Short exercise:
Which rows below contain the word "hair"? Return each of them in full.

━━━━━ Given data ━━━━━

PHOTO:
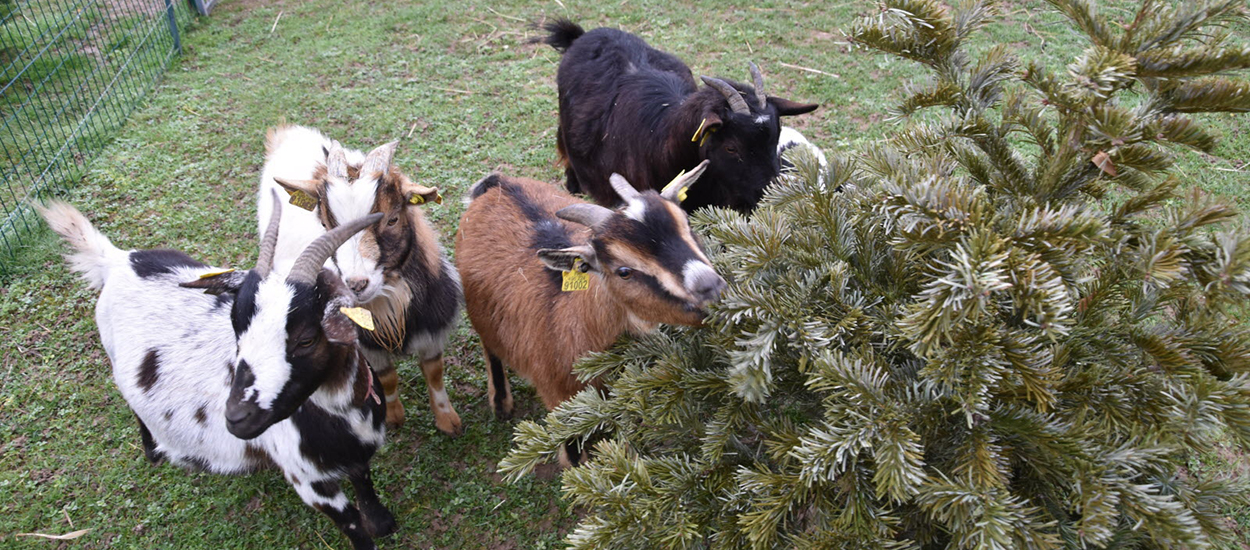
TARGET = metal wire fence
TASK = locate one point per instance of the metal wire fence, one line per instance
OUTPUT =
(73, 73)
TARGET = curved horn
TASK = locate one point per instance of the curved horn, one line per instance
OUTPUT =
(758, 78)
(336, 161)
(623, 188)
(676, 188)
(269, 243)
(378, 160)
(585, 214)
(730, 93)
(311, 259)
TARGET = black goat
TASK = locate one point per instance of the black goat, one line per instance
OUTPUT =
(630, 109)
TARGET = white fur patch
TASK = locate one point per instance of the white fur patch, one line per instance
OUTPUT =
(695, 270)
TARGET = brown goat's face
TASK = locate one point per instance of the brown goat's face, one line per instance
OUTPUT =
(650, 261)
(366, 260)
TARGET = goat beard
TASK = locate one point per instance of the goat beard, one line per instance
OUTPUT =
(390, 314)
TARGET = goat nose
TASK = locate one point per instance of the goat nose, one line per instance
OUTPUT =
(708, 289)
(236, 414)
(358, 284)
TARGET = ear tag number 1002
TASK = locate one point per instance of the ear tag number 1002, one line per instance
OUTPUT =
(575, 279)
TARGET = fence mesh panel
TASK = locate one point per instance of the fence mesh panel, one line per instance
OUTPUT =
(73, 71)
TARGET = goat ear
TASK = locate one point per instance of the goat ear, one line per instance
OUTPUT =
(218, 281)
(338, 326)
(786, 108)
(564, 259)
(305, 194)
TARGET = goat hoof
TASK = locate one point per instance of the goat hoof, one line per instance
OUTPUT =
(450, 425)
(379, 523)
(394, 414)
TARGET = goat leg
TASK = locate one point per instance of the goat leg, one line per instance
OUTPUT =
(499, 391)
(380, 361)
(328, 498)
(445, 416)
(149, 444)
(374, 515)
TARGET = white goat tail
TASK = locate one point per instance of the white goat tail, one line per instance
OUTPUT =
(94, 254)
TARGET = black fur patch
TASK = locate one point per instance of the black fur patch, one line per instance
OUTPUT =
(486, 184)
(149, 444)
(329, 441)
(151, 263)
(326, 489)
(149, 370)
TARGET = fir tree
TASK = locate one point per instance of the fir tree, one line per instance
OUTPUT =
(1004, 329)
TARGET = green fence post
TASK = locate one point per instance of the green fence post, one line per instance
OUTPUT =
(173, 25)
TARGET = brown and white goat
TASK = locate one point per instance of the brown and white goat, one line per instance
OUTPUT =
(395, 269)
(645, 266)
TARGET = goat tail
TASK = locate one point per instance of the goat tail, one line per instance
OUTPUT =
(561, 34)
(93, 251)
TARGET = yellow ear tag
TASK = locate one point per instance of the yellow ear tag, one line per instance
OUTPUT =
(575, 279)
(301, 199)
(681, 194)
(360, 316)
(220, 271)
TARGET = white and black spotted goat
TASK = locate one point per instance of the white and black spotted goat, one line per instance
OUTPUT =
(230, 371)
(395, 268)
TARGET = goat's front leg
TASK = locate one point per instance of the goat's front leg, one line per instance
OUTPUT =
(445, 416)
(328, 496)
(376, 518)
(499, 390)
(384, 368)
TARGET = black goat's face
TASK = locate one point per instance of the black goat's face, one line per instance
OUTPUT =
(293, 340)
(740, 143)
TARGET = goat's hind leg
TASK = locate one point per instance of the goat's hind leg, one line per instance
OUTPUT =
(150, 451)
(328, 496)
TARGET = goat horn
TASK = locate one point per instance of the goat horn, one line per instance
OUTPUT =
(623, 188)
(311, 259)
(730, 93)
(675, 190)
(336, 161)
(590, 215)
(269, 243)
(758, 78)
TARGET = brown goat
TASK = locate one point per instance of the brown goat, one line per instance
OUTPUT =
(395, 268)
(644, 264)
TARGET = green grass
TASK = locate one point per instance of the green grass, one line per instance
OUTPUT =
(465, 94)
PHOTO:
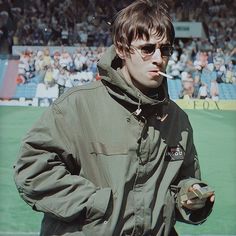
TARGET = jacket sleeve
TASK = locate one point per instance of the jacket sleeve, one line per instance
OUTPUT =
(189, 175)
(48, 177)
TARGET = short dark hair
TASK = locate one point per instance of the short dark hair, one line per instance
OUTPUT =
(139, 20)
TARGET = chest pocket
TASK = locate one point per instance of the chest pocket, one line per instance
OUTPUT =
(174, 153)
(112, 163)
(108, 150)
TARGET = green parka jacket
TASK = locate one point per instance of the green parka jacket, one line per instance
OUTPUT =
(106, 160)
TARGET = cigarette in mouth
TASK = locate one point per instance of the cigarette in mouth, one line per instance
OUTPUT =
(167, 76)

━━━━━
━━━━━ Given data ━━━━━

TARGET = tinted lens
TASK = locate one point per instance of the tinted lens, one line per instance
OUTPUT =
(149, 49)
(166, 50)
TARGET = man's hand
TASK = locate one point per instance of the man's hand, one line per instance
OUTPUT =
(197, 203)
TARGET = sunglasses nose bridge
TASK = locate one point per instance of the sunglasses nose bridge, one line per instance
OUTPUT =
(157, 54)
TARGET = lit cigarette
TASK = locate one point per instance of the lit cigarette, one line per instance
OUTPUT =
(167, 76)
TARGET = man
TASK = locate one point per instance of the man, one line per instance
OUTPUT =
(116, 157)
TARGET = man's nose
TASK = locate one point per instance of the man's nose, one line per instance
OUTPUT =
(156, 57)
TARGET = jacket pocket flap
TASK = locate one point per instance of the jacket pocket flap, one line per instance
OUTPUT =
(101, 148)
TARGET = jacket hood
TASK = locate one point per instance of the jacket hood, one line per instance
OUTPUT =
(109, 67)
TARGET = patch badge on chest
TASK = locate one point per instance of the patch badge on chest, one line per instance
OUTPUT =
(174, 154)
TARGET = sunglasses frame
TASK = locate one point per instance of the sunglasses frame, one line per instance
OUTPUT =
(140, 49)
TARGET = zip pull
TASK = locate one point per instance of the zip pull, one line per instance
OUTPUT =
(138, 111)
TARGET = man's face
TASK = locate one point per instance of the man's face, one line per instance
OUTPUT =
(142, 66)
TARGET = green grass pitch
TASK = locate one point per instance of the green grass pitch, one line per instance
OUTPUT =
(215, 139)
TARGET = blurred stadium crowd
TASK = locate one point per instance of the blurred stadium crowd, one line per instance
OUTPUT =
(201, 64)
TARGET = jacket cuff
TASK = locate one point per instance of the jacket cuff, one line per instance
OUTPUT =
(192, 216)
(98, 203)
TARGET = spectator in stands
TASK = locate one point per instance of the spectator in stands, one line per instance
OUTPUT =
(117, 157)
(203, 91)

━━━━━

Finished task:
TARGET = short dark hair
TASK = locate one point per instance of the short dark hair, one line per instance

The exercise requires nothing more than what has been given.